* What is needed
Transcribe the records below line by line, exactly as they read.

* Data extracted from a collection
-----
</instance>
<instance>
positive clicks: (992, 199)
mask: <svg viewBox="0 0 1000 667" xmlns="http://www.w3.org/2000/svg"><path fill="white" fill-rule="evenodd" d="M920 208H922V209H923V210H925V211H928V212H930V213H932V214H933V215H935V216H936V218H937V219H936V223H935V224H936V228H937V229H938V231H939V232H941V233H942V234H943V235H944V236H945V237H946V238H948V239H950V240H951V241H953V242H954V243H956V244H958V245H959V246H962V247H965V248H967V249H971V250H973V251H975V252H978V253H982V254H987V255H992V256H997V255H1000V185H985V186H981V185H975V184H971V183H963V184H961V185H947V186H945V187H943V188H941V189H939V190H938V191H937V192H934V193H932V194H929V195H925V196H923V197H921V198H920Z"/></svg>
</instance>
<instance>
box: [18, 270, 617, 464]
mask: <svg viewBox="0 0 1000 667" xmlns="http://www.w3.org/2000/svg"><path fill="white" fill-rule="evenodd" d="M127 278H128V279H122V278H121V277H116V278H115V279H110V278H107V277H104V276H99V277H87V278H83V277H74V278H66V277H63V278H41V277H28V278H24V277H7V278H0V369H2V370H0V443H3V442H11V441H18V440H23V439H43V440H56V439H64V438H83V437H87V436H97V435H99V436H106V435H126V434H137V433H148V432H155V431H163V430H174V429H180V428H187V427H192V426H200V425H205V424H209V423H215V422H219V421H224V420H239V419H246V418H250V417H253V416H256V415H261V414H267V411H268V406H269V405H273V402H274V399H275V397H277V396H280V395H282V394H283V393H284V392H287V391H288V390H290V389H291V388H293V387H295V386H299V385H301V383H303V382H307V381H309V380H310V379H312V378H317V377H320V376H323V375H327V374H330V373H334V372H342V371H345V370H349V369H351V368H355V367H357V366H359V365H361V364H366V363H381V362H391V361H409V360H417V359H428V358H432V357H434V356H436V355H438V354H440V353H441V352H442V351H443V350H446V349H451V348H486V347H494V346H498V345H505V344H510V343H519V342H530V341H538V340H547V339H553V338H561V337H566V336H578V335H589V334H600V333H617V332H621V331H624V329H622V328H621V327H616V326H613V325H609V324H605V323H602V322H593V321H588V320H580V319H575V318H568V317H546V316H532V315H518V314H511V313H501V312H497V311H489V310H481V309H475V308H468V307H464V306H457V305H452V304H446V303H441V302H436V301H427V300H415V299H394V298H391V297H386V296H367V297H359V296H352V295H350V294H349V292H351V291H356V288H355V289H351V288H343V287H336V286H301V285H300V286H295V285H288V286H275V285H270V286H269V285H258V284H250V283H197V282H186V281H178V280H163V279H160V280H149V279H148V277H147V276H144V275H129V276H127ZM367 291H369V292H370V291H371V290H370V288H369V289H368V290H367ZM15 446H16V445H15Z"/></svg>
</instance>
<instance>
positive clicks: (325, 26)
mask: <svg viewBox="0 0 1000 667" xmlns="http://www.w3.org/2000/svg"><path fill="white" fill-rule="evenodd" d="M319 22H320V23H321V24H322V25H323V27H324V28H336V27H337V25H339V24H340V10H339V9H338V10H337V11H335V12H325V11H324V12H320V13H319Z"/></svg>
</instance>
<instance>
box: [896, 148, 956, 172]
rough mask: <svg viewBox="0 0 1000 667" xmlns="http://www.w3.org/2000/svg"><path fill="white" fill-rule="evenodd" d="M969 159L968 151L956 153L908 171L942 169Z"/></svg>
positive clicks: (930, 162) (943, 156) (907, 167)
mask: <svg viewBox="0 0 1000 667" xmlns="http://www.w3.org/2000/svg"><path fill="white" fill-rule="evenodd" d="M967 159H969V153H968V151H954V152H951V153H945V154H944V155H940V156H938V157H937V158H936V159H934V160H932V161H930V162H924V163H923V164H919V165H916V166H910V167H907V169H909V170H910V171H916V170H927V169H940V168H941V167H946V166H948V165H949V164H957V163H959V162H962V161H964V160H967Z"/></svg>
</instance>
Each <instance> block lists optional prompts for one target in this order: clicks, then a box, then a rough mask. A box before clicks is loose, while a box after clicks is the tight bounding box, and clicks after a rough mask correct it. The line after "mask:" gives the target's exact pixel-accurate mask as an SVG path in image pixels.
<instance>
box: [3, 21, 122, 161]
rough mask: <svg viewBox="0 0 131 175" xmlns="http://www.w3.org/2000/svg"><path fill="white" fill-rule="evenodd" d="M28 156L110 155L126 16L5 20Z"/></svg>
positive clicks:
-----
* Exercise output
</instance>
<instance>
positive clicks: (992, 199)
mask: <svg viewBox="0 0 1000 667" xmlns="http://www.w3.org/2000/svg"><path fill="white" fill-rule="evenodd" d="M920 208H922V209H923V210H925V211H928V212H930V213H932V214H933V215H935V216H936V218H937V219H936V223H935V224H936V228H937V229H938V231H939V232H941V233H942V234H943V235H944V236H945V237H946V238H948V239H950V240H951V241H953V242H954V243H956V244H958V245H959V246H962V247H965V248H967V249H971V250H973V251H975V252H978V253H982V254H987V255H992V256H997V255H1000V185H985V186H981V185H975V184H971V183H963V184H961V185H947V186H945V187H943V188H941V189H939V190H938V191H937V192H934V193H932V194H929V195H925V196H923V197H921V198H920Z"/></svg>
</instance>
<instance>
box: [18, 270, 617, 464]
mask: <svg viewBox="0 0 1000 667" xmlns="http://www.w3.org/2000/svg"><path fill="white" fill-rule="evenodd" d="M127 278H128V279H122V278H121V277H116V278H115V279H110V278H107V277H104V276H99V277H87V278H83V277H74V278H66V277H63V278H41V277H28V278H24V277H7V278H0V369H2V370H0V443H3V442H11V441H18V440H23V439H43V440H56V439H64V438H83V437H87V436H97V435H99V436H106V435H126V434H137V433H148V432H155V431H163V430H174V429H180V428H187V427H192V426H200V425H205V424H209V423H215V422H219V421H224V420H239V419H246V418H250V417H253V416H256V415H261V414H267V411H268V406H269V405H273V402H274V399H275V397H277V396H280V395H282V394H283V393H284V392H287V391H288V390H290V389H291V388H293V387H295V386H299V385H301V383H303V382H307V381H309V380H310V379H312V378H317V377H320V376H323V375H327V374H330V373H334V372H342V371H345V370H349V369H351V368H355V367H357V366H359V365H361V364H366V363H381V362H391V361H409V360H417V359H428V358H432V357H434V356H436V355H438V354H440V353H441V352H442V351H443V350H446V349H451V348H486V347H494V346H498V345H505V344H510V343H519V342H530V341H538V340H547V339H553V338H561V337H566V336H578V335H589V334H600V333H617V332H621V331H624V329H622V328H621V327H616V326H613V325H609V324H605V323H602V322H593V321H588V320H580V319H575V318H568V317H546V316H532V315H518V314H511V313H501V312H497V311H489V310H481V309H475V308H468V307H464V306H457V305H452V304H446V303H441V302H436V301H427V300H415V299H394V298H391V297H386V296H367V297H359V296H352V295H350V294H349V292H351V291H356V288H355V289H351V288H343V287H336V286H301V285H300V286H295V285H288V286H275V285H270V286H269V285H258V284H250V283H197V282H186V281H178V280H163V279H160V280H149V279H148V277H147V276H144V275H129V276H127ZM367 291H369V292H370V291H371V290H370V288H369V289H368V290H367ZM15 446H16V445H15Z"/></svg>
</instance>
<instance>
positive clicks: (325, 26)
mask: <svg viewBox="0 0 1000 667" xmlns="http://www.w3.org/2000/svg"><path fill="white" fill-rule="evenodd" d="M319 22H320V23H321V24H322V25H323V27H324V28H336V27H337V25H339V24H340V10H339V9H338V10H337V11H335V12H325V11H324V12H320V13H319Z"/></svg>
</instance>
<instance>
box: [896, 148, 956, 172]
rough mask: <svg viewBox="0 0 1000 667" xmlns="http://www.w3.org/2000/svg"><path fill="white" fill-rule="evenodd" d="M969 159L968 151L956 153L908 171L942 169Z"/></svg>
positive clicks: (930, 162) (943, 156) (907, 167)
mask: <svg viewBox="0 0 1000 667" xmlns="http://www.w3.org/2000/svg"><path fill="white" fill-rule="evenodd" d="M967 159H969V153H968V151H954V152H951V153H945V154H944V155H940V156H938V157H937V158H936V159H934V160H932V161H930V162H924V163H923V164H919V165H916V166H910V167H907V169H909V170H910V171H916V170H927V169H940V168H941V167H946V166H948V165H949V164H957V163H959V162H962V161H964V160H967Z"/></svg>
</instance>
Each <instance> block lists optional prompts for one target in this order: clicks, then a box, then a rough mask. A box before clicks is loose, while a box after clicks is the tight bounding box, and clicks after a rough mask correct it. The line after "mask:" gives the target's exact pixel-accurate mask as an SVG path in image pixels.
<instance>
box: [3, 21, 122, 161]
rough mask: <svg viewBox="0 0 131 175" xmlns="http://www.w3.org/2000/svg"><path fill="white" fill-rule="evenodd" d="M28 156L110 155L126 16L5 20Z"/></svg>
positive clicks:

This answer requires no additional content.